---------- 原文 ----------

摘要
Unlike traditional supervised learning, which trains a model to take in an input x and predict an output y as P(y|x), prompt-based learning is based on language models that model the probability of text directly. To use these models to perform prediction tasks, the original input x is modified using a template into a textual string prompt x’ that has some unfilled slots, and then the language model is used to probabilistically fill the unfilled information to obtain a final string ˆx, from which the final output y can be derived.
摘要中作者对于提示学习的说明:输入的x经过模板得到x’,x’是有空位的文本串,然后使用语言模型进行填空得到x^,最后通过x_hat可以得到y。
.
感觉和bert的预训练过程有些许相似之处,其优点在于可以在大规模的生语料上进行预训练。
提示学习的示意图,似乎prompt的定位对应上文中提到的“模板”,而进行填空的语言模型则对应现有的这些“芝麻街”预训练模型。
NLP发展中的两次重要变化
Fully supervised learning, where a task-specific model is trained solely on a dataset of input-output examples for the target task, has long played a central role in many machine learning tasks, and natural language processing (NLP) was no exception. Because such fully supervised datasets are ever-insufficient for learning high-quality models, early NLP models relied heavily on feature engineering, where NLP researchers or engineers used their domain knowledge to define and extract salient features from raw data and provide models with the appropriate inductive bias to learn from this limited data.

---------- 已知信息 ----------

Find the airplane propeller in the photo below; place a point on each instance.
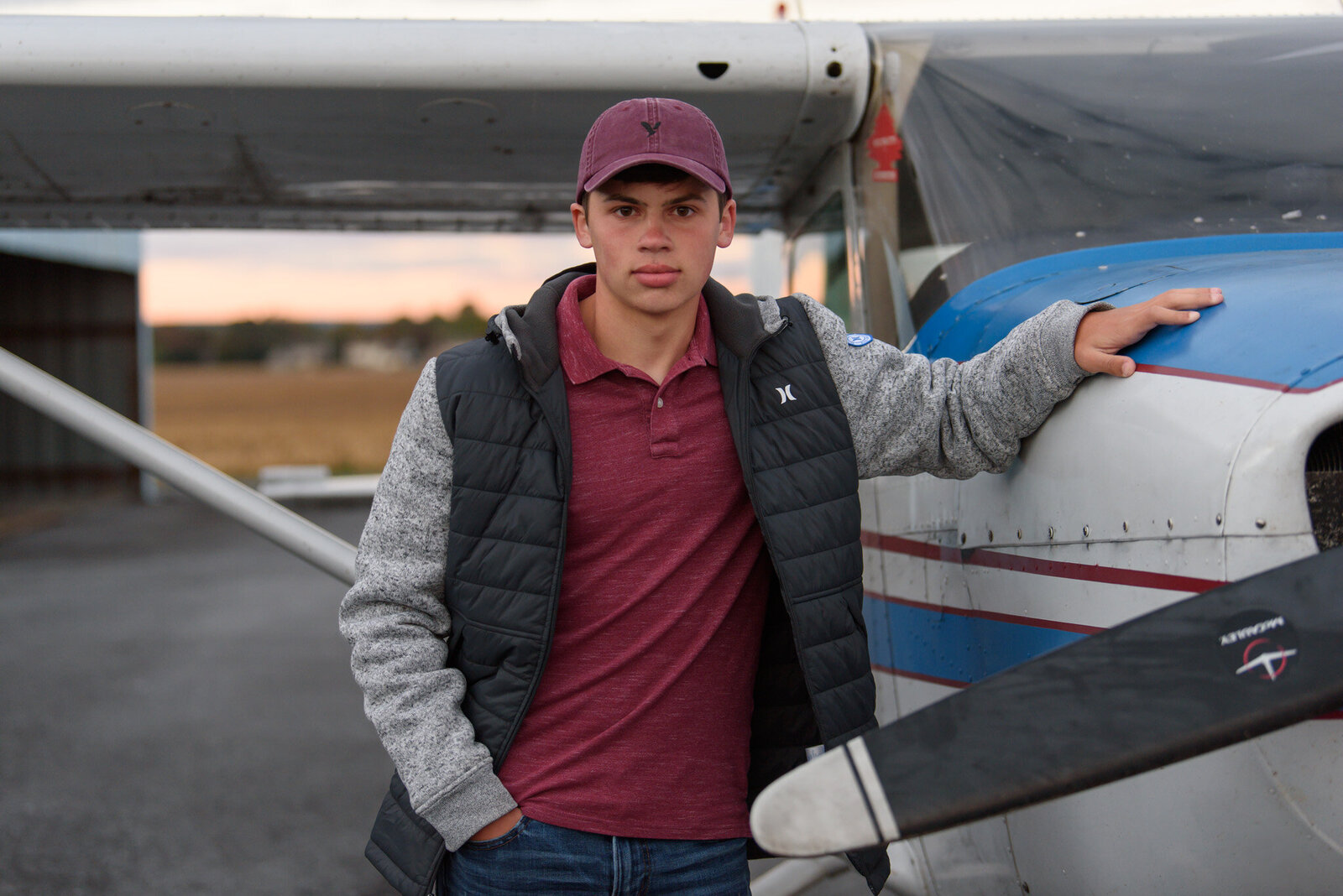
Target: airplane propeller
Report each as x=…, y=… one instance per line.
x=1206, y=672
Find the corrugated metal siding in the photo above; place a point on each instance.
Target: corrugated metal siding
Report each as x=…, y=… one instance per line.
x=78, y=324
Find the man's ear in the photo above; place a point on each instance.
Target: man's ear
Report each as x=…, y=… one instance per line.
x=729, y=224
x=581, y=226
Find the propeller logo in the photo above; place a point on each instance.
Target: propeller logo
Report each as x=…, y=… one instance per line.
x=1257, y=645
x=1268, y=658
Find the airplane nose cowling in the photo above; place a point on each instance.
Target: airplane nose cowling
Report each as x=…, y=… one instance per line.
x=823, y=806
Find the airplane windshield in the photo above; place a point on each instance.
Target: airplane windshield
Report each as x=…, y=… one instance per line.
x=1031, y=140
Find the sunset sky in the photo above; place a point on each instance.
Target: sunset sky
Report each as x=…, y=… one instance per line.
x=217, y=277
x=212, y=277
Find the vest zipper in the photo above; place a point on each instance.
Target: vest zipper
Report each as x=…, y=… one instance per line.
x=548, y=635
x=749, y=477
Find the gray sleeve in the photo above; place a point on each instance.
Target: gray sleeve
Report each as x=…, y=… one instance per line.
x=396, y=622
x=911, y=414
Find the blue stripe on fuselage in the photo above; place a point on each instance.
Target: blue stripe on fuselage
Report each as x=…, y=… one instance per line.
x=927, y=643
x=1282, y=324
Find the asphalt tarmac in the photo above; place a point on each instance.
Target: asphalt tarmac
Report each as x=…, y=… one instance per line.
x=178, y=714
x=176, y=711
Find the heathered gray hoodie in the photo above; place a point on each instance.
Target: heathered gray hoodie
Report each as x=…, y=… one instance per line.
x=908, y=414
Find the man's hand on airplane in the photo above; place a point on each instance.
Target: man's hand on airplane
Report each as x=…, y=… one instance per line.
x=1103, y=334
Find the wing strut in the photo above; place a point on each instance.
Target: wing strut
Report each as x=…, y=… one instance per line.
x=143, y=448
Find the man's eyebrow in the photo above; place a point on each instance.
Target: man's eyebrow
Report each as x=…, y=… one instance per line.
x=678, y=201
x=689, y=197
x=619, y=197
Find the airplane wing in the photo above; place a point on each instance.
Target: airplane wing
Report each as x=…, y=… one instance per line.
x=389, y=125
x=1213, y=669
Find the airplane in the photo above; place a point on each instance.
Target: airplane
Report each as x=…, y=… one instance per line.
x=935, y=183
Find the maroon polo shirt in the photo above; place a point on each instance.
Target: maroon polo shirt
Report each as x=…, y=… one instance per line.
x=642, y=719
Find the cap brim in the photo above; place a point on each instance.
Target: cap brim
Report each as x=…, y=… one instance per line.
x=680, y=163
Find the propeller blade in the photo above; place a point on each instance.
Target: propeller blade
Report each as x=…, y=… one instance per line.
x=1209, y=671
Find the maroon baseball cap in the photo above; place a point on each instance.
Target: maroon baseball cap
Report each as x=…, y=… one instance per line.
x=668, y=132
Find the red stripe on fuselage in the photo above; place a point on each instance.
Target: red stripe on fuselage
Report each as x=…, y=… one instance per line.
x=1222, y=378
x=1034, y=566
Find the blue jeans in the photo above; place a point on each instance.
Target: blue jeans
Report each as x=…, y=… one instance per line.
x=536, y=859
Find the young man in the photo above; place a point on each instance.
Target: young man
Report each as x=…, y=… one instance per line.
x=611, y=580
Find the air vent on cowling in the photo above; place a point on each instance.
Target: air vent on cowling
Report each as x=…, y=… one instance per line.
x=1325, y=487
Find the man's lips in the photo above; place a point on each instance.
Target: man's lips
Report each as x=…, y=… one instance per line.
x=655, y=275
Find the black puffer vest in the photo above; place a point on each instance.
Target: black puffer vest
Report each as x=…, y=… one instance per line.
x=508, y=421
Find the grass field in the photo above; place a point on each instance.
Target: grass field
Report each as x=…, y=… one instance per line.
x=242, y=418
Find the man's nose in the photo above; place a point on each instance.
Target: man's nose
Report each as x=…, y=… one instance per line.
x=655, y=233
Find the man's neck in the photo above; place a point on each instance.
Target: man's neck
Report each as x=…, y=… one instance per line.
x=651, y=344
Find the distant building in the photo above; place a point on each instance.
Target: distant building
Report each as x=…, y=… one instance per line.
x=71, y=307
x=299, y=356
x=379, y=356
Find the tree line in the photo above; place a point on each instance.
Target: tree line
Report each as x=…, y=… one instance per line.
x=252, y=341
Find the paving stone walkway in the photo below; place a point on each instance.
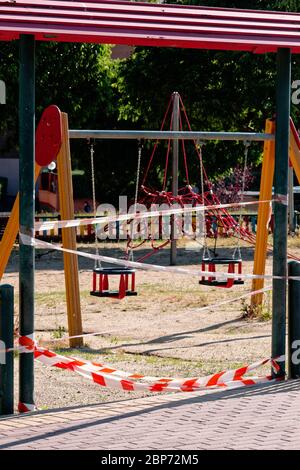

----------

从原文中含有“感觉和bert的预训练过程有”的地方起，到“this limited data.”止，一字不改地照抄这一段。

感觉和bert的预训练过程有些许相似之处,其优点在于可以在大规模的生语料上进行预训练。
提示学习的示意图,似乎prompt的定位对应上文中提到的“模板”,而进行填空的语言模型则对应现有的这些“芝麻街”预训练模型。
NLP发展中的两次重要变化
Fully supervised learning, where a task-specific model is trained solely on a dataset of input-output examples for the target task, has long played a central role in many machine learning tasks, and natural language processing (NLP) was no exception. Because such fully supervised datasets are ever-insufficient for learning high-quality models, early NLP models relied heavily on feature engineering, where NLP researchers or engineers used their domain knowledge to define and extract salient features from raw data and provide models with the appropriate inductive bias to learn from this limited data.